Saved entries

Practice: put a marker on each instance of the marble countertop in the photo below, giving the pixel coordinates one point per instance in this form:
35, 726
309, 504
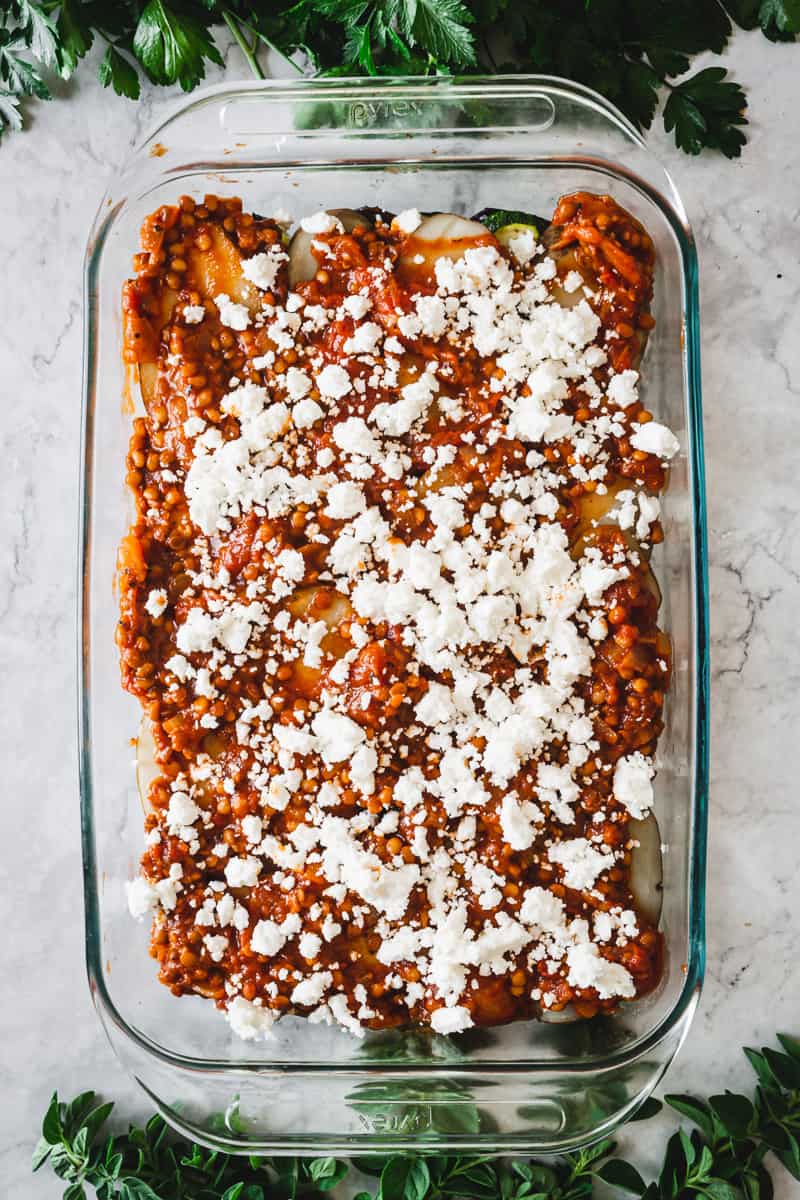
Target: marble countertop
745, 216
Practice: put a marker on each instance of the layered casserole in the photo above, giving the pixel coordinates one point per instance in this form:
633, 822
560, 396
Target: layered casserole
388, 605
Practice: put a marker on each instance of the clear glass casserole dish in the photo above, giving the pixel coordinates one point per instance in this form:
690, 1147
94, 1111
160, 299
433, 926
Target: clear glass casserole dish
438, 144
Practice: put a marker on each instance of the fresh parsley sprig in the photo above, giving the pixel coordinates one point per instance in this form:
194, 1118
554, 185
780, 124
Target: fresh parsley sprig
631, 51
725, 1157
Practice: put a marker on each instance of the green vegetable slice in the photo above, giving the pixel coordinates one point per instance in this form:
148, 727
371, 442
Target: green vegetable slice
501, 219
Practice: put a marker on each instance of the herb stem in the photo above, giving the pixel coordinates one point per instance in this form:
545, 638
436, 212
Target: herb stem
262, 37
234, 27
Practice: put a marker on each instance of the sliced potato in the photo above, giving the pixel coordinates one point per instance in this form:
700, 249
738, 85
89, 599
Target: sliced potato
220, 270
441, 235
505, 234
647, 868
302, 264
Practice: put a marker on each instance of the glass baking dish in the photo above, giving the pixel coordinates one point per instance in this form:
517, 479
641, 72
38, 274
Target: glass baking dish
435, 144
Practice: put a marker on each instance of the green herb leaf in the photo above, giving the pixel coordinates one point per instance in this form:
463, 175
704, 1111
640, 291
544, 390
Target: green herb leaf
707, 112
441, 28
173, 46
119, 73
650, 1108
403, 1179
780, 19
734, 1113
785, 1068
621, 1175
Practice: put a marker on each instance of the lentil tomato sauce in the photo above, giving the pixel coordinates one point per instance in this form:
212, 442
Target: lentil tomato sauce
388, 607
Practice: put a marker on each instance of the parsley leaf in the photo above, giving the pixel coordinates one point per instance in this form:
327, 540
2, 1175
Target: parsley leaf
627, 49
780, 19
40, 33
707, 111
17, 73
119, 73
10, 114
173, 45
440, 27
74, 34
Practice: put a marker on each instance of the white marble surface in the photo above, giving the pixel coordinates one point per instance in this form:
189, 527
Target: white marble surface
747, 223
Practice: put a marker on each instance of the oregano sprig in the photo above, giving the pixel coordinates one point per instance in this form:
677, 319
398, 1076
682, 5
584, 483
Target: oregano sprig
631, 52
726, 1156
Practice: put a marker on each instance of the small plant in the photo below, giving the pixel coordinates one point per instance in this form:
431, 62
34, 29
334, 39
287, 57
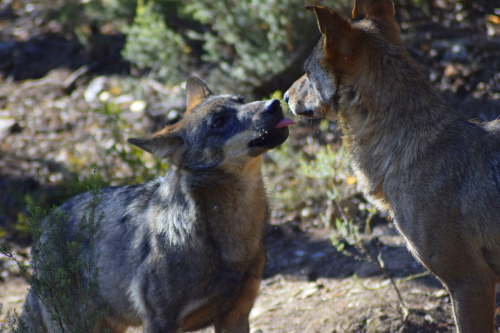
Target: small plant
64, 271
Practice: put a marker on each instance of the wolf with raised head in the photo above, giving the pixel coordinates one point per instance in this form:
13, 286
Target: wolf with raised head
185, 251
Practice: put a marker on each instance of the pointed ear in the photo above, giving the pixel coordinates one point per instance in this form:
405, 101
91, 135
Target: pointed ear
340, 38
197, 92
380, 11
161, 144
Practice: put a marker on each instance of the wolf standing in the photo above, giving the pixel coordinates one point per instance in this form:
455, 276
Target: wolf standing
186, 250
437, 174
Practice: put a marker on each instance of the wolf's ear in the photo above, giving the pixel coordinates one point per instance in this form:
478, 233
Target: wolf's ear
380, 11
340, 38
197, 92
161, 144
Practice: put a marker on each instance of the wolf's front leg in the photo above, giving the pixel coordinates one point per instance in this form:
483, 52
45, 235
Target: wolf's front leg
158, 325
474, 305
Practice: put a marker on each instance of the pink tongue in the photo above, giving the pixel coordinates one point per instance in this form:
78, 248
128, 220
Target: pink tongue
285, 122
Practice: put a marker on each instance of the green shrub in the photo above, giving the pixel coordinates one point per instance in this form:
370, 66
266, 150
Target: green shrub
63, 271
152, 44
253, 45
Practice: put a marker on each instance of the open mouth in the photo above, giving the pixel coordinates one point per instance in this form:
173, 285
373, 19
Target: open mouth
285, 122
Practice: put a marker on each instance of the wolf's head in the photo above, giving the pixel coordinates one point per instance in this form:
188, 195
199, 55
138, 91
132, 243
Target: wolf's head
343, 52
218, 132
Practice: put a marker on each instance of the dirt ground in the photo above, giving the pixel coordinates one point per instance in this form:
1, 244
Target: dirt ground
308, 286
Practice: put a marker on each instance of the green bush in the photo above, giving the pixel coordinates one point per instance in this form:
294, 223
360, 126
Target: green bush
63, 272
251, 44
152, 44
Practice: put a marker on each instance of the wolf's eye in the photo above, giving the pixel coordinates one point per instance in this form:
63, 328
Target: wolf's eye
219, 122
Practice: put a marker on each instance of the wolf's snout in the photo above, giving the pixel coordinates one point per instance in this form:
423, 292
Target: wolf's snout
273, 107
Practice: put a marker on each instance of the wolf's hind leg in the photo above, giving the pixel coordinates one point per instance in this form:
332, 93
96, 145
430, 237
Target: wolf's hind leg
474, 305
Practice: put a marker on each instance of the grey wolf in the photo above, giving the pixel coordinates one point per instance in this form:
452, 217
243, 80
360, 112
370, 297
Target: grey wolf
437, 174
185, 251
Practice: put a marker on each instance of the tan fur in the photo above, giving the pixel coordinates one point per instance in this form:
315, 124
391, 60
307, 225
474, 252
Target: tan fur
437, 174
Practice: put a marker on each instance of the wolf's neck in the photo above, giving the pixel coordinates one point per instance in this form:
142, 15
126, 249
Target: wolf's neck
390, 123
232, 211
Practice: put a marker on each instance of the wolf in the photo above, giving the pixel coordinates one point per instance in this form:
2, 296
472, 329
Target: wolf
185, 251
436, 173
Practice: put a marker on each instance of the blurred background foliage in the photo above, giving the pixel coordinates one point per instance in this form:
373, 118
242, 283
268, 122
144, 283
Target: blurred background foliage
255, 44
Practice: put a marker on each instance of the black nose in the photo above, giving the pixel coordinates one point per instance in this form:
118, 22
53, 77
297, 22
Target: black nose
286, 97
273, 107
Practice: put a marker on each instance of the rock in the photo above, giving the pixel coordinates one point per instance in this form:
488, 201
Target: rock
5, 126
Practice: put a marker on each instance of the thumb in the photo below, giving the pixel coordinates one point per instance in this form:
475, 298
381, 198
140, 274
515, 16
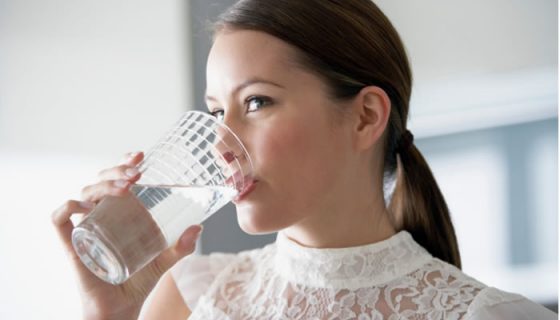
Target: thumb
187, 241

## Assignment
Would you retype each line above exactly and skip every image?

## Response
Practice: put a marker on each instance of the marble countertop in the photo below, giving the pixel coordinates one point per instance in this form:
35, 726
309, 504
Target: marble countertop
745, 216
Practice: put a marker on each instance of the layered casserole in the photo above, giving the pixel coordinates one point per instance in this form:
633, 822
560, 396
Target: layered casserole
388, 605
Practice: put a marker on each instance of the clear glass casserole dish in the photo above, giving the pixel coordinates one point per instance in this form:
690, 1147
94, 1111
160, 299
433, 926
Target: clear glass casserole dish
438, 144
Practice: put a marker on each instance of the fresh parsley sprig in the photo above, giving the pixel coordinates one point per instance in this form:
194, 1118
554, 185
780, 124
Target: fresh parsley sprig
631, 51
725, 1157
Practice: put a marker on each instance of the green vegetable slice in the photo above, giving the pixel coordinates one point per instance in this form:
148, 727
371, 442
Target: green vegetable slice
501, 219
Practice: put a marker on each instance of the herb stem in the photo above, giving the pixel coordinates one point per instance in this form:
545, 638
436, 212
Target: herb stem
262, 37
234, 27
Practice: put a marker on each instance of the sliced potato in the photo above, giving the pixel coordinates one point per instance in this form:
700, 249
738, 85
89, 599
Target: sliced potato
220, 270
441, 235
505, 234
647, 868
302, 264
Practice: put a marker on each instance of the glass baking dish in the photo above, giving the pixel coordinates one point per instance in this form:
517, 479
641, 72
38, 274
Target: glass baking dish
435, 144
Practice: put a marker on each instance of the green herb leaf in the photo above, giving the pixel coordinates one point per instance in this form:
463, 175
704, 1111
640, 291
544, 390
Target: green herb leaf
707, 112
441, 28
173, 46
119, 73
650, 1108
403, 1179
780, 19
734, 1113
785, 1068
621, 1175
Practice: put a marker on each instance of the lentil tomato sauce in the photo above, giving the pixel coordinates one point per instance in this form:
212, 442
Target: lentil tomato sauce
388, 607
Practice: put a marker on each instance of the parsley leaf in the photo above, giving the pixel coordinates one point per instance in this form:
327, 540
2, 1175
Target: parsley leaf
627, 49
780, 19
40, 33
707, 111
17, 73
119, 73
10, 114
173, 45
440, 27
74, 34
Practice: put a marker on each instance of the white marble surface in the photo above, giving the pixel coordinates one point per instance in this form:
189, 527
Target: white marble surface
747, 223
Practice: put a marker on each instance of the oregano sprig in the photo above, giving the pixel coordinates one point per instance in this form:
677, 319
398, 1076
682, 5
584, 483
Target: oregano sprig
631, 52
726, 1156
Practice: put a marker on each instance of the small plant in the photo below, giving the pixel coordinates one point per instance in this form:
431, 62
34, 29
334, 39
287, 57
Target: small plant
64, 271
Practice: put a marker on each instance of the wolf with raised head in the photo above, giving the pixel coordinates one point per instance in this form:
13, 286
Target: wolf with raised head
185, 251
Practice: put a marker on each instance of the pointed ear in the photo above, giving the pixel coordinates one point per instance in this form:
405, 101
91, 135
Target: pointed ear
340, 38
197, 92
380, 11
161, 144
Practice: put a marker on each instance of the wolf standing in the photo above, giving the pixel coordinates one point per instance in this form:
455, 276
Target: wolf standing
186, 250
437, 174
Practice: put a marker on each instance of the wolf's ear in the photo above, giving the pixel coordinates one point per instance in this form:
478, 233
Target: wolf's ear
380, 11
340, 38
197, 92
161, 144
Practice: put a marker on each instance of the wolf's front leg in the photo above, giving the pixel coordinates one point per instance in this form:
483, 52
45, 235
Target: wolf's front leg
158, 325
474, 305
Practice: put a marker on each instance of the pink tongue in the photo above, giving the pixel coordinates one point per instance in this form:
78, 248
128, 220
Target: pink tongue
285, 122
Practice: put a marker on each instance of the green shrub in the photo above, giving the pixel coordinates one point per instance in this form:
370, 66
266, 150
Target: green shrub
63, 271
152, 44
253, 45
Practice: put a marker on each instance of the open mouth in the photo above, giving the pixel coordinates one point per instance in this form:
173, 285
373, 19
Target: open mouth
285, 122
Practice: put a marker on each instance of the wolf's head in the photo above, giving the pixel coordinates one point per instance in this form:
188, 195
199, 55
138, 91
132, 243
Target: wolf's head
343, 52
218, 132
Practice: put a marker on each instance of the dirt ground in the photo above, giving the pixel coordinates one point per instance in this form:
1, 244
Target: dirt ground
308, 286
Practice: put a marker on each instance of the green bush in the photo above, giving the pixel coordinates one point per instance in this form:
294, 223
360, 126
Target: green bush
63, 272
251, 44
152, 44
Practice: put a marker on each instance of the wolf's eye in the photo above, giving the pixel coordinates one point per instance in this form:
63, 328
Target: wolf's eye
219, 122
Practice: put a marker on each instance of the wolf's snout in the photo above, giving the pixel coordinates one point per instance in this form:
423, 292
Target: wolf's snout
273, 107
Practice: put a marker on each instance of the wolf's hind leg in the photo above, giving the pixel coordinates one point per instance in this form:
332, 93
96, 145
430, 237
Target: wolf's hind leg
474, 305
Practice: put a marker on each instance of the grey wolf in the photo above, giving the pixel coordinates one point per instance in this form:
452, 217
243, 80
360, 112
370, 297
Target: grey wolf
437, 174
185, 251
Practice: put a marker on each instance of the tan fur in the photo above, giving the pixel coordinates one point per instance in this form:
315, 124
391, 60
307, 225
474, 252
Target: tan fur
437, 174
Practice: put a marker on each instance of the wolf's neck in the photo above, giving the pixel coordinates one point per instance in this form:
142, 15
126, 249
Target: wolf's neck
390, 123
232, 211
Practice: put a marker on each instance of the wolf in the photo above, giving the pixel coordinates one point per instance in this form:
2, 296
472, 329
Target: wolf
185, 251
436, 173
Practice: put a marker on each instance of the blurred background foliage in the photo above, giving the pixel coordinates one point per instance in this form:
373, 118
242, 283
268, 122
144, 283
Target: blurred background foliage
255, 44
Practice: put a marker on each instance of the black nose in the photo above, giving the pixel coordinates one point per instance in this form:
118, 22
53, 77
297, 22
Target: black nose
286, 97
273, 107
Practice: put a marker on each instance of the rock in the photo above, giving the pixel coordinates one point per instance in this form:
488, 201
Target: rock
5, 126
Practice: put a marker on each instance of the thumb in the photo below, giving the pixel coordinates one point per instance in this form:
475, 298
381, 198
140, 274
515, 16
Target: thumb
187, 241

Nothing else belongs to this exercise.